(Data extracted from a collection)
▼

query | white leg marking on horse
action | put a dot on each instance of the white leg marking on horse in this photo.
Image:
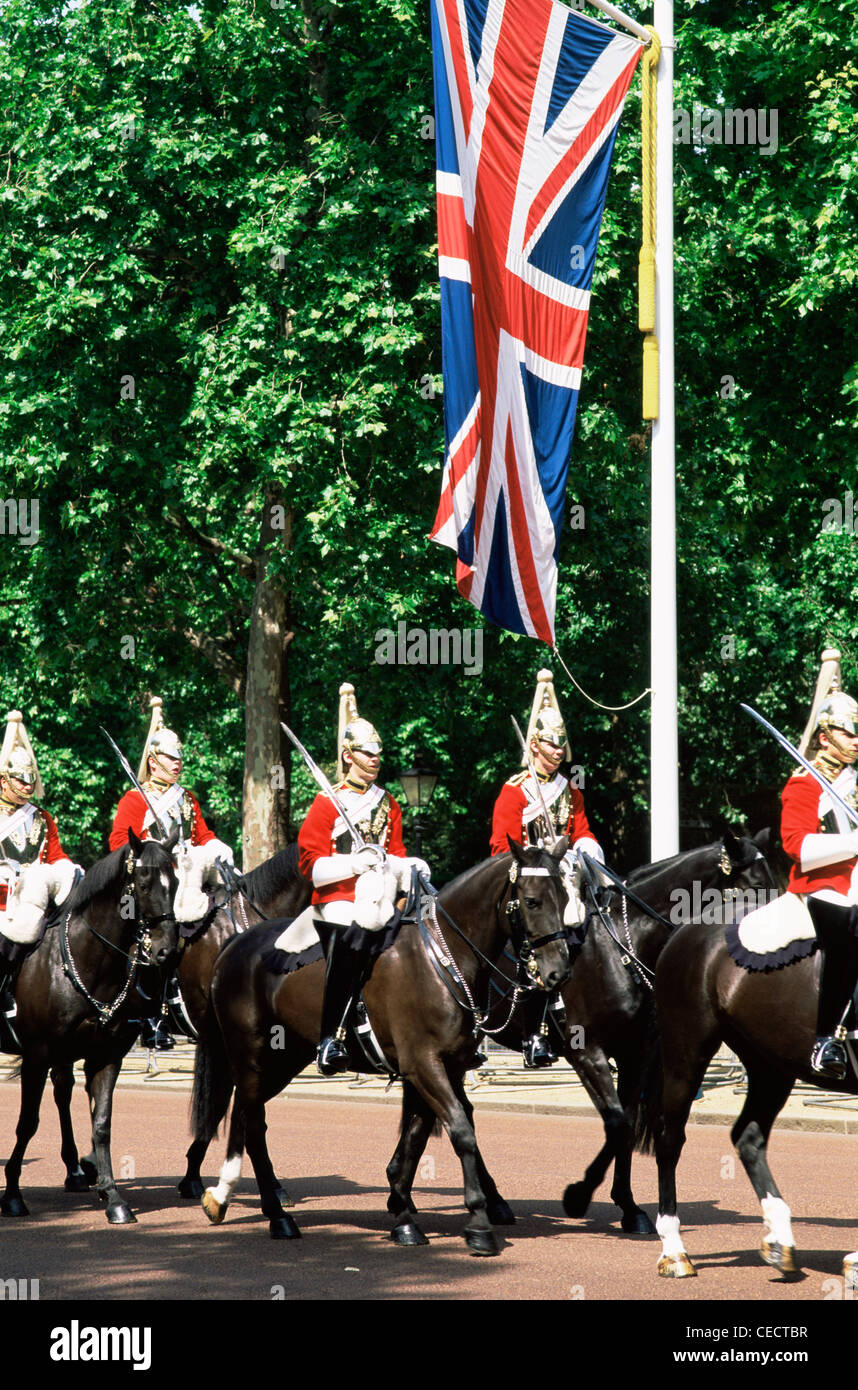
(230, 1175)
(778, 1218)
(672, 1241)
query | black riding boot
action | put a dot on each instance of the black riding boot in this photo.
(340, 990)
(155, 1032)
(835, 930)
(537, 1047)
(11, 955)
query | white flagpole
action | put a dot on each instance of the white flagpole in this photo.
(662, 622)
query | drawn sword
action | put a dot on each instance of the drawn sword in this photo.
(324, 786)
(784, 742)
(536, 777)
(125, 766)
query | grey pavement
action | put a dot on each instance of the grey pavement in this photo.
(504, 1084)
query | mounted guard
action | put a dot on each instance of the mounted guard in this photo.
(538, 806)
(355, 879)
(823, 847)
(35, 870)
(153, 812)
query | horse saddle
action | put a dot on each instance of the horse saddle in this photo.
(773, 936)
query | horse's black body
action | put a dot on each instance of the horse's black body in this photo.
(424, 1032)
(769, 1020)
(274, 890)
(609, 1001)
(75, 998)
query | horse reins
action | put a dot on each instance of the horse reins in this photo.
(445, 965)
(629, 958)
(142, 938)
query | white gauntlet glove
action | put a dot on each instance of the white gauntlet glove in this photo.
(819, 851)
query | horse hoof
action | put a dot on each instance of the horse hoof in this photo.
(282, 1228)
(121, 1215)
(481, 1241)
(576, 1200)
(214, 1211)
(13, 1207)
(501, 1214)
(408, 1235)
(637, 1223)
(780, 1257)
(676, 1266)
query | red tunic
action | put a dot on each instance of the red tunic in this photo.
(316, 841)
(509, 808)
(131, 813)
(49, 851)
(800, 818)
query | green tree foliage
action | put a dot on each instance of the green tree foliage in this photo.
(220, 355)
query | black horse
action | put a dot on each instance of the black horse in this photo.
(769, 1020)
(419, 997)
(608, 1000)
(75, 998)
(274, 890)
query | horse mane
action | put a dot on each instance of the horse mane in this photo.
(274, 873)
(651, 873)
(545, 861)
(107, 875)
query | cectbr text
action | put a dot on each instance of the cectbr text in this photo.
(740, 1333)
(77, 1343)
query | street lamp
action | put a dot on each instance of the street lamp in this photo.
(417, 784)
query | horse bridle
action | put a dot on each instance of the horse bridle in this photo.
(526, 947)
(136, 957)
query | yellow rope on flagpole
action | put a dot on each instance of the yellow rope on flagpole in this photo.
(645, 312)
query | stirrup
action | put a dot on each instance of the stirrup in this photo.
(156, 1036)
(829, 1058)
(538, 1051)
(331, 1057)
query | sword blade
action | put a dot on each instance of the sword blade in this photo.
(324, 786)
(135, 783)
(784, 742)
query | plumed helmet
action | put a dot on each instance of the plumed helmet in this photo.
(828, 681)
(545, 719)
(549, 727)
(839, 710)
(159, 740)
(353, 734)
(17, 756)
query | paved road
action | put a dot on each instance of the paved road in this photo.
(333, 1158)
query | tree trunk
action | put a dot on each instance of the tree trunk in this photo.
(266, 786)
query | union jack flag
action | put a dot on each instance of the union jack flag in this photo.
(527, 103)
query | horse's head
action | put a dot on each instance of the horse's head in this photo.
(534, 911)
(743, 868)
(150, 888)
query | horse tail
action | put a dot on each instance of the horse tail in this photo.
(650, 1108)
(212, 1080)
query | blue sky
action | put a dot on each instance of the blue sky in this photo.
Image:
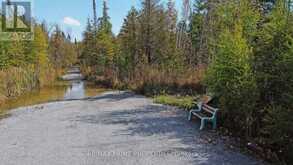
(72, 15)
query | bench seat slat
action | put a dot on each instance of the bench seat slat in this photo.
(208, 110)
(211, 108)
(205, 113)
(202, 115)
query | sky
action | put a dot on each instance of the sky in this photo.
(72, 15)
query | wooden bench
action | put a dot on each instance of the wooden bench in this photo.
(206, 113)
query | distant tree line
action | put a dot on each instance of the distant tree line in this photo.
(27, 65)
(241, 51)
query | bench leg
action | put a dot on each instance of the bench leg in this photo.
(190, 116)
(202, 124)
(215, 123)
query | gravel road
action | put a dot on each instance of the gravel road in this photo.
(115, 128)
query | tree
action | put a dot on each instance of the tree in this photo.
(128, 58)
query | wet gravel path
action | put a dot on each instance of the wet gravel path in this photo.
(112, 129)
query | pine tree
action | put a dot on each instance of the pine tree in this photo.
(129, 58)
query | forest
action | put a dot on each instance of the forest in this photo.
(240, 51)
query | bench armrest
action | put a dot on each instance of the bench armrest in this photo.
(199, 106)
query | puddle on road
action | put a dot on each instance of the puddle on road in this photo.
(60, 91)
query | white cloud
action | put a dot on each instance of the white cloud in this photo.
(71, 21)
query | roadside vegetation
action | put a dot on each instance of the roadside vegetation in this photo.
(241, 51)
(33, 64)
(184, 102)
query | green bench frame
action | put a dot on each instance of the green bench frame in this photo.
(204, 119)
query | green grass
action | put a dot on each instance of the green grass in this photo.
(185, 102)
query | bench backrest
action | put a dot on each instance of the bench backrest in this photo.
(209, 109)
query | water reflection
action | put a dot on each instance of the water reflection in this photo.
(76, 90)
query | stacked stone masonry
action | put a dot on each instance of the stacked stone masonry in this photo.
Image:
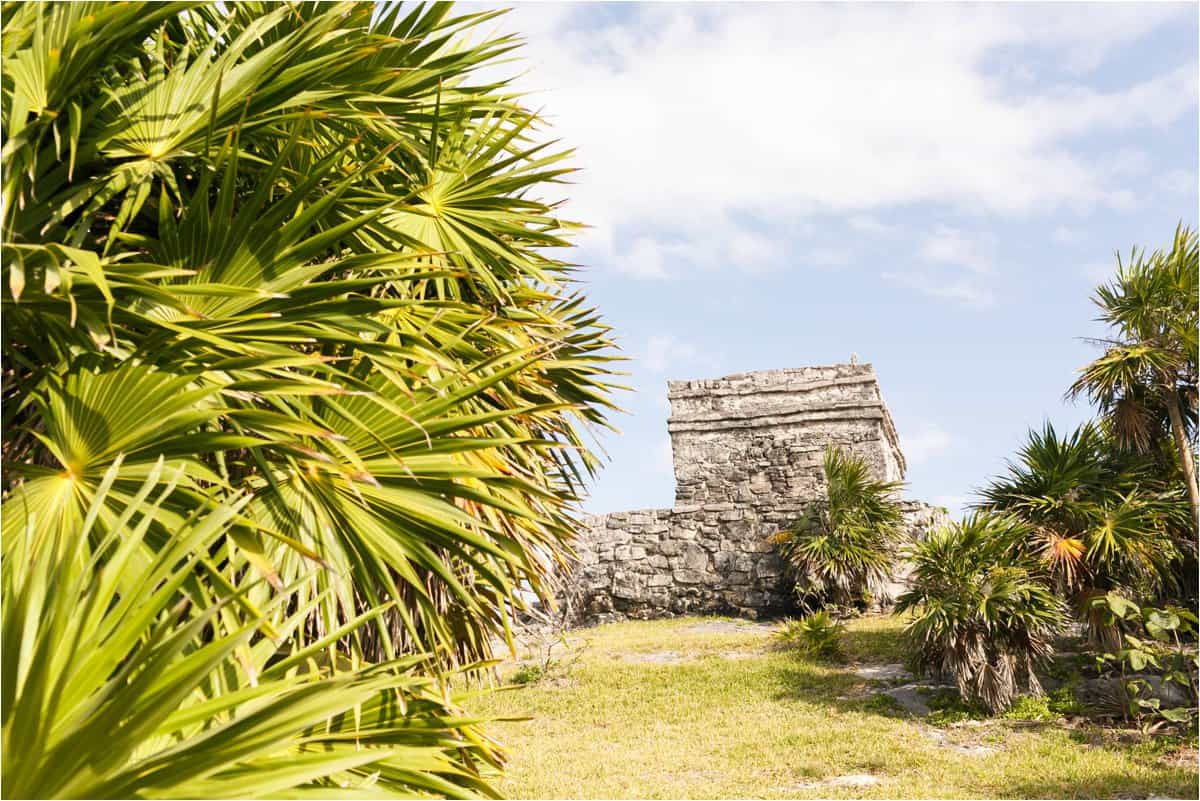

▲

Please repeat every record exactly as it stands, leaving out any pictures.

query | white leg marking on horse
action | put a dot on each instance of the white leg marking on horse in this photo.
Image:
(230, 1175)
(778, 1218)
(672, 1241)
query | black riding boot
action | put a dot on each instance of the black riding boot in this photo.
(340, 990)
(155, 1032)
(835, 930)
(537, 1047)
(11, 955)
query | white flagpole
action | put a dot on each instance of the white flagpole in this photo.
(662, 622)
query | drawn sword
action | put a dot on each instance of the drawn sword in this photo.
(324, 786)
(784, 742)
(536, 777)
(125, 766)
query | grey pavement
action | put a dot on each instance of the grey pavement in this photo.
(504, 1084)
query | mounted guard
action | put a dot on each instance of the mounted guard in this photo.
(538, 806)
(355, 879)
(823, 847)
(35, 870)
(153, 812)
query | horse saddle
action | put a dot on each instance of the horse saddle in this photo.
(773, 936)
query | horse's black body
action | put a dot on each instance of the horse's black body in this photo.
(424, 1032)
(769, 1020)
(274, 890)
(609, 1001)
(75, 998)
query | horse reins
action | put a dot on each instance of the horse reins in this photo.
(445, 965)
(629, 958)
(142, 938)
query | white gauntlet glove
action | put a dot on each instance of the white gauntlet glove in this photo.
(819, 851)
query | horse hoof
action | put a dot on each instance of the horse hoof in this photo.
(282, 1228)
(121, 1215)
(481, 1241)
(576, 1200)
(214, 1211)
(13, 1207)
(501, 1214)
(408, 1235)
(637, 1223)
(780, 1257)
(676, 1266)
query | red tunic
action | put a dot on each instance of the red tunic in this photo.
(316, 841)
(509, 808)
(131, 813)
(49, 851)
(800, 818)
query | green tree foliage
action | put a dot on each instance of the green tree foliage in this photo.
(220, 355)
query | black horse
action | put a dot on each instance of the black horse in this photo.
(769, 1020)
(419, 997)
(608, 1000)
(75, 998)
(274, 890)
query | horse mane
action | put a dot on each instance of the horse mane in this photo.
(274, 873)
(651, 873)
(545, 861)
(107, 875)
query | cectbr text
action | put a dot on each instance of the cectbr text in this photo.
(740, 1333)
(77, 1343)
query | street lamp
action | put a dot on each instance of the street lamp in this photo.
(417, 784)
query | horse bridle
action | put a dot on each instance of the horse bridle in this photo.
(526, 947)
(136, 957)
query | yellow rope on flagpole
action | put a dot on each instance of the yellow rope on flagpole in this photo.
(645, 312)
query | stirrup
action | put a dot on each instance of the stirrup in this photo.
(156, 1036)
(829, 1058)
(538, 1051)
(331, 1057)
query | sword blade
action | put a dot on each instance of the sword blade in this photo.
(324, 786)
(135, 783)
(784, 742)
query | plumed helmet
action | put a dot on each instance of the plumed helmet in this photo.
(828, 681)
(545, 719)
(549, 727)
(839, 710)
(159, 740)
(353, 734)
(17, 756)
query | paved road
action | put a dot on each instance of the paved road in this photo.
(333, 1158)
query | tree trunk
action | put a dot on each instance of the tree trunk in this photo.
(266, 786)
query | union jack flag
action | put a dot on each instance of the union jack flag in this photo.
(527, 103)
query | horse's head
action | put a dot on each instance of the horse's head in this photo.
(534, 911)
(743, 868)
(150, 888)
query | horse tail
action | put a dot on each instance of the horse tail in this photo.
(650, 1108)
(212, 1080)
query | blue sky
action | put a dot on each instance of the blue sky in this photo.
Image:
(72, 15)
query | bench seat slat
action | put a dot on each instance of the bench seat slat in this photo.
(208, 110)
(211, 108)
(205, 113)
(202, 115)
query | sky
action | put a dot on each instance of the sky in this photo.
(72, 15)
query | wooden bench
action | put a dot on each instance of the wooden bench in this photo.
(206, 113)
query | distant tree line
action | put a dot on each instance of the distant tree line in this photo.
(27, 65)
(241, 51)
query | bench leg
action | put a dot on each instance of the bench leg in this photo.
(190, 116)
(202, 124)
(215, 123)
query | gravel road
action | put a dot on each instance of the gravel road in this photo.
(115, 128)
query | tree
action | put a dot on each instance of the tree in this photo.
(128, 58)
query | wet gravel path
action | put a dot on each instance of the wet gravel path in this photo.
(112, 129)
query | pine tree
action | put a dot on each instance of the pine tree in this photo.
(129, 58)
query | forest
action | put a dot on each instance of the forest in this photo.
(240, 51)
query | bench armrest
action | put a dot on each instance of the bench armrest in this photo.
(199, 106)
query | puddle on road
action | put a dot on each instance of the puddle on road in this photo.
(60, 91)
query | white cloud
action | put a dot on each instance of the white cloud in this photo.
(71, 21)
query | roadside vegetation
action | put a dot on each instance of the roadside vegetation in this photo.
(241, 51)
(33, 64)
(184, 102)
query | green bench frame
action | put a dot on each instance of the green bench frame in this photo.
(204, 119)
query | green grass
action | put a dot on each instance of the green grass in this photo.
(185, 102)
query | bench backrest
action | put a dot on each instance of the bench backrest in this photo.
(209, 109)
query | water reflection
action | put a dot on each instance of the water reflection in this photo.
(76, 90)
query | stacked stone masonry
action | put a dot on each instance of the stacked stone masonry in this photo.
Image:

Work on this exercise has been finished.